**Document extract**
►
Class GaussianMixture

Object
org.apache.spark.mllib.clustering.GaussianMixture
All Implemented Interfaces:
Serializable

public class GaussianMixture extends Object implements Serializable
This class performs expectation maximization for multivariate Gaussian Mixture Models (GMMs). A GMM represents a composite distribution of independent Gaussian distributions with associated "mixing" weights specifying each's contribution to the composite.

Given a set of sample points, this class will maximize the log-likelihood for a mixture of k Gaussians, iterating until the log-likelihood changes by less than convergenceTol, or until it has reached the max number of iterations. While this process is generally guaranteed to converge, it is not guaranteed to find a global optimum.

param: k Number of independent Gaussians in the mixture model. param: convergenceTol Maximum change in log-likelihood at which convergence is considered to have occurred. param: maxIterations Maximum number of iterations allowed.

See Also:
Note:
This algorithm is limited in its number of features since it requires storing a covariance matrix which has size quadratic in the number of features. Even when the number of features does not exceed this limit, this algorithm may perform poorly on high-dimensional data. This is due to high-dimensional data (a) making it difficult to cluster at all (based on statistical/theoretical arguments) and (b) numerical issues with Gaussian distributions.
  • Constructor Details

    • GaussianMixture

      public GaussianMixture()
      Constructs a default instance. The default parameters are {k: 2, convergenceTol: 0.01, maxIterations: 100, seed: random}.
  • Method Details

    • shouldDistributeGaussians

      public static boolean shouldDistributeGaussians(int k, int d)
      Heuristic to distribute the computation of the MultivariateGaussians, approximately when d is greater than 25 except for when k is very small.
      Parameters:
      k - Number of topics
      d - Number of features
      Returns:
      (undocumented)
    • setInitialModel

      public GaussianMixture setInitialModel(GaussianMixtureModel model)
      Set the initial GMM starting point, bypassing the random initialization. You must call setK() prior to calling this method, and the condition (model.k == this.k) must be met; failure will result in an IllegalArgumentException
      Parameters:
      model - (undocumented)
      Returns:
      (undocumented)
    • getInitialModel

      public scala.Option<GaussianMixtureModel> getInitialModel()
      Return the user supplied initial GMM, if supplied
      Returns:
      (undocumented)
    • setK

      public GaussianMixture setK(int k)
      Set the number of Gaussians in the mixture model. Default: 2
      Parameters:
      k - (undocumented)
      Returns:
      (undocumented)
    • getK

      public int getK()
      Return the number of Gaussians in the mixture model
      Returns:
      (undocumented)
    • setMaxIterations

      public GaussianMixture setMaxIterations(int maxIterations)
      Set the maximum number of iterations allowed. Default: 100
      Parameters:
      maxIterations - (undocumented)
      Returns:
      (undocumented)
    • getMaxIterations

      public int getMaxIterations()
◄
**Extracted data**
►
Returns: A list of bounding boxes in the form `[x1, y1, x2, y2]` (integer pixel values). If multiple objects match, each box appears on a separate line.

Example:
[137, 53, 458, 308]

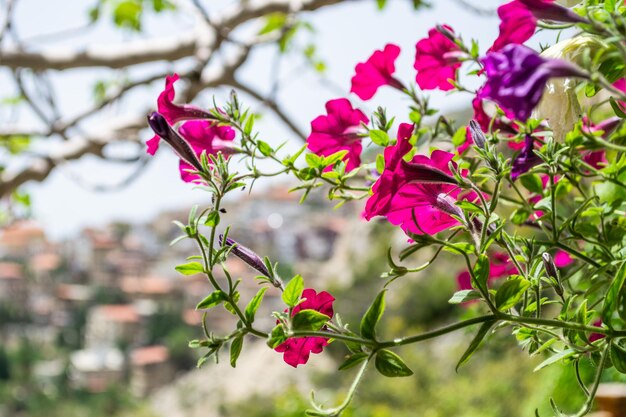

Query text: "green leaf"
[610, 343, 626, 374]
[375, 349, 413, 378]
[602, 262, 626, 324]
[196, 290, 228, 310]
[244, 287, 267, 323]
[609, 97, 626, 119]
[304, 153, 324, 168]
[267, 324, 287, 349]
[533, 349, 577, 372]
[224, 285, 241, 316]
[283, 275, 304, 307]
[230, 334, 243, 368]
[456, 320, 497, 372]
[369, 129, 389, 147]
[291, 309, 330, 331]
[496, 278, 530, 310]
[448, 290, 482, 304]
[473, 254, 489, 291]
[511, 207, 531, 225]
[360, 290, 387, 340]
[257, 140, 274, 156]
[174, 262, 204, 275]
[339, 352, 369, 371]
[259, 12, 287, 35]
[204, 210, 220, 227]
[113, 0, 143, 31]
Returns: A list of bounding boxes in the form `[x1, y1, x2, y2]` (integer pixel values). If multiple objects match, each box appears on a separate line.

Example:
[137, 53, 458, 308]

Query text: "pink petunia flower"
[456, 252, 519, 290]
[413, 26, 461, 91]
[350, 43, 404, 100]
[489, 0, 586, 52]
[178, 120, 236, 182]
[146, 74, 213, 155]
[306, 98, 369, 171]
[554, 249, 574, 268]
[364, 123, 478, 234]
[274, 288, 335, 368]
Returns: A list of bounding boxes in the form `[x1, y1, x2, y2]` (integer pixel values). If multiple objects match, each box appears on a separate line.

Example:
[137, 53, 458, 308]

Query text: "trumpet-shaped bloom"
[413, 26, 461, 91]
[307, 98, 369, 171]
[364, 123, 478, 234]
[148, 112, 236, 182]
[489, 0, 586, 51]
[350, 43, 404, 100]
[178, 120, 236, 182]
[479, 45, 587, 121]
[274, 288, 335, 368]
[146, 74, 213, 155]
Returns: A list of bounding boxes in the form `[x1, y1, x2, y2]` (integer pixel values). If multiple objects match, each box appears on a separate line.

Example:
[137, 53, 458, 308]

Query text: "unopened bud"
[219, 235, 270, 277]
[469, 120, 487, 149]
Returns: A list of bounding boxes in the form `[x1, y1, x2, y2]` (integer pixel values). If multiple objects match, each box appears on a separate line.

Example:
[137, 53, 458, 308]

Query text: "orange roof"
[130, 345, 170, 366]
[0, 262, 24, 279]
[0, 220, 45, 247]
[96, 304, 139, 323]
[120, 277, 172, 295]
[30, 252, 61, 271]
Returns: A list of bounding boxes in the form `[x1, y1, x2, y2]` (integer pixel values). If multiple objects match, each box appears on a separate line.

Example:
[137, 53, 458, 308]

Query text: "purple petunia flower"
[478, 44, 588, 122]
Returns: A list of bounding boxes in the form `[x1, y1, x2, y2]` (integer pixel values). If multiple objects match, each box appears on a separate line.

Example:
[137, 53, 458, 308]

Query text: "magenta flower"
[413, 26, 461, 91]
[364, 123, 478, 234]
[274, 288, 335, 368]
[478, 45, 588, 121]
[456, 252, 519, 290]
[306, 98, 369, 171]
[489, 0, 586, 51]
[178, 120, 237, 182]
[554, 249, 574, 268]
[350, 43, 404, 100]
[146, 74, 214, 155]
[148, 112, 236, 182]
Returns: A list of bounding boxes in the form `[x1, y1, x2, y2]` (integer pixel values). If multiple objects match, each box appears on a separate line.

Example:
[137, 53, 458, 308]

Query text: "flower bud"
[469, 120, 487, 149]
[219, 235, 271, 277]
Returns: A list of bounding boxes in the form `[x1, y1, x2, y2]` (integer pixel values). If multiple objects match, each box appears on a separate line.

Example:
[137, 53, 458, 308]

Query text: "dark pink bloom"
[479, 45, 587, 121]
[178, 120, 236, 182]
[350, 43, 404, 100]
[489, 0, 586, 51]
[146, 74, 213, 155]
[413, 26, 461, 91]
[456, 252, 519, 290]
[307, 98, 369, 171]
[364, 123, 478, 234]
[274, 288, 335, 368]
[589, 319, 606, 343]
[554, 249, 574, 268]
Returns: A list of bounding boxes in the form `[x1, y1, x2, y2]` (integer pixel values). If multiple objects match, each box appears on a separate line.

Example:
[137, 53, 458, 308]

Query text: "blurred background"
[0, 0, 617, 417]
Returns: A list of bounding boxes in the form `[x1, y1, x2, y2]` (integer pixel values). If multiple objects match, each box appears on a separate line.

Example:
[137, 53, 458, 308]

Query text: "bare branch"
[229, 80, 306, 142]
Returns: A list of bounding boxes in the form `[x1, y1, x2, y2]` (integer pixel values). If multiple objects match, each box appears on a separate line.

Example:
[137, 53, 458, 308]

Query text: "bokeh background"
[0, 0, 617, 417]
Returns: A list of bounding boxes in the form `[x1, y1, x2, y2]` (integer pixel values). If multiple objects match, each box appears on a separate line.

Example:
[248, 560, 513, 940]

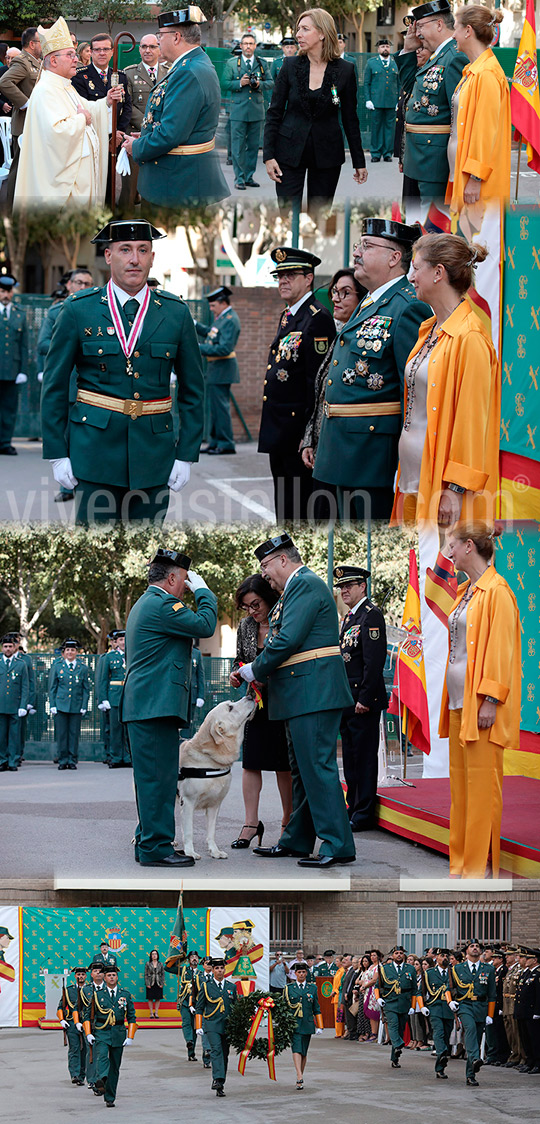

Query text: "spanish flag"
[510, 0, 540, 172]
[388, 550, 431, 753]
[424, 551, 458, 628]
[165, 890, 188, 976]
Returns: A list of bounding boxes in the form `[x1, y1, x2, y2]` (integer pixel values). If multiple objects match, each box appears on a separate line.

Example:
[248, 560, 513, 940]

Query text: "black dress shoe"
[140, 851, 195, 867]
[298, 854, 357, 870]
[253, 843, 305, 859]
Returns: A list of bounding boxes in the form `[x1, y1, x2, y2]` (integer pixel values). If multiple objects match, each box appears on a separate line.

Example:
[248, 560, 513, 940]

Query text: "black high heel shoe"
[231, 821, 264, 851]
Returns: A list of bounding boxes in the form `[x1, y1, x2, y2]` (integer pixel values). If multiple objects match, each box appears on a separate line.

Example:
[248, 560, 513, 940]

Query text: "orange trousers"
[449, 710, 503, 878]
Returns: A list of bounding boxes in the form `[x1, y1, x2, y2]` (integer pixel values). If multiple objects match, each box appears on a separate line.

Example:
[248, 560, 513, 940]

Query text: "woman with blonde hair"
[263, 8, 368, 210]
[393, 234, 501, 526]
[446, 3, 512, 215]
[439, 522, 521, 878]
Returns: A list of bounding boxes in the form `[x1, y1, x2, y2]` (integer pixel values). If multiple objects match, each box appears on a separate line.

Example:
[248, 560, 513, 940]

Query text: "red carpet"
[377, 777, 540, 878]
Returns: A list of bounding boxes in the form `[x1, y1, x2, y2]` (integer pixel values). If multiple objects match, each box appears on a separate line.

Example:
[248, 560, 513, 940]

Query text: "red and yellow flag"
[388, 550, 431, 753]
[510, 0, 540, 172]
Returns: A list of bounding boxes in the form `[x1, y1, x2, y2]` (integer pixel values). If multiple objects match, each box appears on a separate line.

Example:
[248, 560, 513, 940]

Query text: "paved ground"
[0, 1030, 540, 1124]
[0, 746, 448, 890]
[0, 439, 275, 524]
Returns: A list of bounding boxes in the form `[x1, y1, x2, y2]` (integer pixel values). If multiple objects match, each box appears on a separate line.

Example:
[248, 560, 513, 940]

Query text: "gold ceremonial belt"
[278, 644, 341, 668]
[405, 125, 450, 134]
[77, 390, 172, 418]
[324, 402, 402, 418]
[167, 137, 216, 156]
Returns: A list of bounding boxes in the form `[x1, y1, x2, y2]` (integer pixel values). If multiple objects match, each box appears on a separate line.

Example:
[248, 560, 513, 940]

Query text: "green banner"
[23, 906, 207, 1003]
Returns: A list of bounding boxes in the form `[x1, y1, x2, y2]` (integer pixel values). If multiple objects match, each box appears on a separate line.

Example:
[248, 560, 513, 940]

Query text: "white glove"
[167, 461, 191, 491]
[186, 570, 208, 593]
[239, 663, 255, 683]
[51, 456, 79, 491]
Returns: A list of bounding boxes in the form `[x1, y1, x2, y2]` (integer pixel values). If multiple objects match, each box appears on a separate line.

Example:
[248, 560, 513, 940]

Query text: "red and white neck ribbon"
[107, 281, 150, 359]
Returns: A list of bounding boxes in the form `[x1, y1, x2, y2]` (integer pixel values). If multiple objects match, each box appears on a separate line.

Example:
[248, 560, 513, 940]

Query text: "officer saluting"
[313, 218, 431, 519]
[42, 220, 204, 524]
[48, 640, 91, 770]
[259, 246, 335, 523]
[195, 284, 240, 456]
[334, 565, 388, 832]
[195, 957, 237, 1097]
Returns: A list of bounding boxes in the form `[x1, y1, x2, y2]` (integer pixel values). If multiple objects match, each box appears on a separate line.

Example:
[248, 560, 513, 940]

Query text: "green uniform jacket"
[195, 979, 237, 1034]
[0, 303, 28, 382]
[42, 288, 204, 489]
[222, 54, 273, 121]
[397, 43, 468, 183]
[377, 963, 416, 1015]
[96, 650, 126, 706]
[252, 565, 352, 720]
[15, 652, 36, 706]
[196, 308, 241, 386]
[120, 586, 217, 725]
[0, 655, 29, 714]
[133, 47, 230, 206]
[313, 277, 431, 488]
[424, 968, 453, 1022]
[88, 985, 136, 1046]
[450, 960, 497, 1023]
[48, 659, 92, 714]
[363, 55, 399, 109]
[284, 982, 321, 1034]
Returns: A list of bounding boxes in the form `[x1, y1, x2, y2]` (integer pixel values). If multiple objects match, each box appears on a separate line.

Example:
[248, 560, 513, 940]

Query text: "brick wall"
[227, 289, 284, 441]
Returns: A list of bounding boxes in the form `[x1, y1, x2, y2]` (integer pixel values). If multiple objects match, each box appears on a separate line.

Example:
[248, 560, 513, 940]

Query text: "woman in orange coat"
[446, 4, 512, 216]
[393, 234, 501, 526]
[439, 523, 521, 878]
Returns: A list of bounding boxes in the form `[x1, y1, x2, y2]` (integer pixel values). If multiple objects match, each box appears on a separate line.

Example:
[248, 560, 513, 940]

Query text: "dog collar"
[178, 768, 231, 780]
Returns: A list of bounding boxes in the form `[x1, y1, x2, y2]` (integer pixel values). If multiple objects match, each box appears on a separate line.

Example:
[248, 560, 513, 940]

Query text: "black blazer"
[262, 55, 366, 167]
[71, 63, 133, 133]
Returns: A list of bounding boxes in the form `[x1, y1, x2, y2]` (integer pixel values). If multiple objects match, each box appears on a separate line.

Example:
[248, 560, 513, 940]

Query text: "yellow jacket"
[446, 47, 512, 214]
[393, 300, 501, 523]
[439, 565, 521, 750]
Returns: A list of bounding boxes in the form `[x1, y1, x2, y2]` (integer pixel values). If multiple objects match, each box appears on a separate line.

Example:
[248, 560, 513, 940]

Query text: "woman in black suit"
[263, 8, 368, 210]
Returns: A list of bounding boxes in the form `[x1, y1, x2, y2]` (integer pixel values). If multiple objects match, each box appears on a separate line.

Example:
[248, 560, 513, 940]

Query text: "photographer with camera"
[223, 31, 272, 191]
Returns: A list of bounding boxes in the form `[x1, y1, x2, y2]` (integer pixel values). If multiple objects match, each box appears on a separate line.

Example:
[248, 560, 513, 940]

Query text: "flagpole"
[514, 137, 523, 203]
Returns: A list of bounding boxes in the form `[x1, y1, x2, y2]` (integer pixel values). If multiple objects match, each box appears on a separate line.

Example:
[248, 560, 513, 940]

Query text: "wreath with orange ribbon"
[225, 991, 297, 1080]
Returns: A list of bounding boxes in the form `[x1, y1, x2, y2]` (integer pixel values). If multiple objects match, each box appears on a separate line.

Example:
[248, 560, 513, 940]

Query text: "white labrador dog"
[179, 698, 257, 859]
◄
**Task to complete**
In the GaussianMixture class documentation above, copy word for word the passage from "public GaussianMixture setIn" to "InitialModel()".

**Output for this task**
public GaussianMixture setInitialModel(GaussianMixtureModel model)
      Set the initial GMM starting point, bypassing the random initialization. You must call setK() prior to calling this method, and the condition (model.k == this.k) must be met; failure will result in an IllegalArgumentException
      Parameters:
      model - (undocumented)
      Returns:
      (undocumented)
    • getInitialModel

      public scala.Option<GaussianMixtureModel> getInitialModel()